_练习任务_.
把下面这段讲勒班陀海战的文字从头到尾原样重新打一遍。

_文本片段_.
··········
拯救欧洲的关键一战,要是输了奥斯曼土耳其就统治欧洲了

勒班陀海战惨败于基督教联军,是公认的奥斯曼土耳其帝国开始走下坡路的标志,许多朋友对此也有所了解。不过对于勒班陀海战的详细过程进行解析的文章不多,本文将会从基督教联军和奥斯曼帝国两方面的记载来还原勒班陀海战。

基督教与奥斯曼海军的实力对比

基督教舰队从伊古迈尼察向南航行寻找敌人交战,于10月4日抵达凯法利尼亚岛,在那里收到从克里特传来的令人沮丧的消息:法马古斯塔已经陷落。
··········
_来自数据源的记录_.
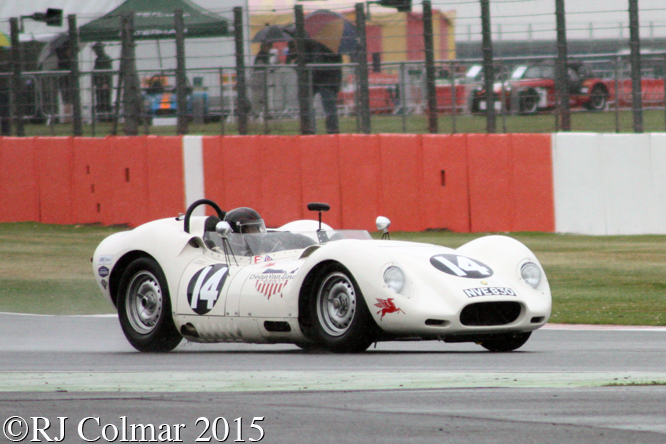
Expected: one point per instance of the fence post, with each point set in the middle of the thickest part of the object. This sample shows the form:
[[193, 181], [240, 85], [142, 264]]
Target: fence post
[[635, 45], [488, 71], [16, 98], [430, 67], [181, 80], [301, 73], [131, 88], [74, 75], [362, 70], [241, 85], [562, 55]]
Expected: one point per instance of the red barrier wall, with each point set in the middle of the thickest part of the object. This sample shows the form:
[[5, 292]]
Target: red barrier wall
[[320, 174], [165, 182], [53, 167], [401, 181], [360, 177], [445, 184], [19, 187], [490, 181], [92, 194], [533, 199], [462, 183]]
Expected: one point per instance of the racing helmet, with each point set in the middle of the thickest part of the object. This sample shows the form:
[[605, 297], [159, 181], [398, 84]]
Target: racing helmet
[[245, 220]]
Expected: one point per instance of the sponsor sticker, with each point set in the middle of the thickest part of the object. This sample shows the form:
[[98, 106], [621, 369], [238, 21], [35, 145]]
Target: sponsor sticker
[[105, 259], [489, 291], [387, 306], [205, 287], [461, 266], [272, 280], [262, 258]]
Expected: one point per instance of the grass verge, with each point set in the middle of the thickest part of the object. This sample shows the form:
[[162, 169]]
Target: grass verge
[[46, 269]]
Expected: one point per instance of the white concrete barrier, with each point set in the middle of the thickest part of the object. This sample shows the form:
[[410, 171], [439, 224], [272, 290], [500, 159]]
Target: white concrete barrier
[[609, 184]]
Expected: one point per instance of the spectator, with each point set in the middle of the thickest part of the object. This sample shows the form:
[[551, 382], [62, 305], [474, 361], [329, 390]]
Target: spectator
[[103, 83], [65, 64], [325, 81]]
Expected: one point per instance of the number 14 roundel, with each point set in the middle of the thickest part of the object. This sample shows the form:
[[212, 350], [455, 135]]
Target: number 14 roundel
[[205, 287], [461, 266]]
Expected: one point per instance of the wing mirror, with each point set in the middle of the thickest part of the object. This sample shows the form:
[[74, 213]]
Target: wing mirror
[[223, 228], [382, 225]]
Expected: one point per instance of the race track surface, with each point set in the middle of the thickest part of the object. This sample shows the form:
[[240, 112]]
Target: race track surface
[[582, 384]]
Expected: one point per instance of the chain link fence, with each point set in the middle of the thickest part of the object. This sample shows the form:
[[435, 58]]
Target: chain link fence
[[526, 91]]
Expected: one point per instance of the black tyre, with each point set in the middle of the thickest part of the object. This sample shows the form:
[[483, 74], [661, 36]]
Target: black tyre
[[598, 99], [144, 308], [506, 342], [529, 102], [340, 319]]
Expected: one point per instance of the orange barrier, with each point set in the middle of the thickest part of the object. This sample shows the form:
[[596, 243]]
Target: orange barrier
[[533, 200], [92, 194], [280, 166], [401, 181], [320, 172], [165, 182], [462, 183], [490, 182], [445, 185], [19, 188], [360, 178], [53, 169]]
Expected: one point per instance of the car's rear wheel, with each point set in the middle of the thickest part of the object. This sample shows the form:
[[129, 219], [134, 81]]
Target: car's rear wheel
[[339, 315], [144, 308], [506, 342]]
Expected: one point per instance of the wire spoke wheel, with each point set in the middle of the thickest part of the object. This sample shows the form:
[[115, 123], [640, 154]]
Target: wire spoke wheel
[[336, 304], [144, 308], [339, 317]]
··········
_本题回答_.
拯救欧洲的关键一战,要是输了奥斯曼土耳其就统治欧洲了

勒班陀海战惨败于基督教联军,是公认的奥斯曼土耳其帝国开始走下坡路的标志,许多朋友对此也有所了解。不过对于勒班陀海战的详细过程进行解析的文章不多,本文将会从基督教联军和奥斯曼帝国两方面的记载来还原勒班陀海战。

基督教与奥斯曼海军的实力对比

基督教舰队从伊古迈尼察向南航行寻找敌人交战,于10月4日抵达凯法利尼亚岛,在那里收到从克里特传来的令人沮丧的消息:法马古斯塔已经陷落。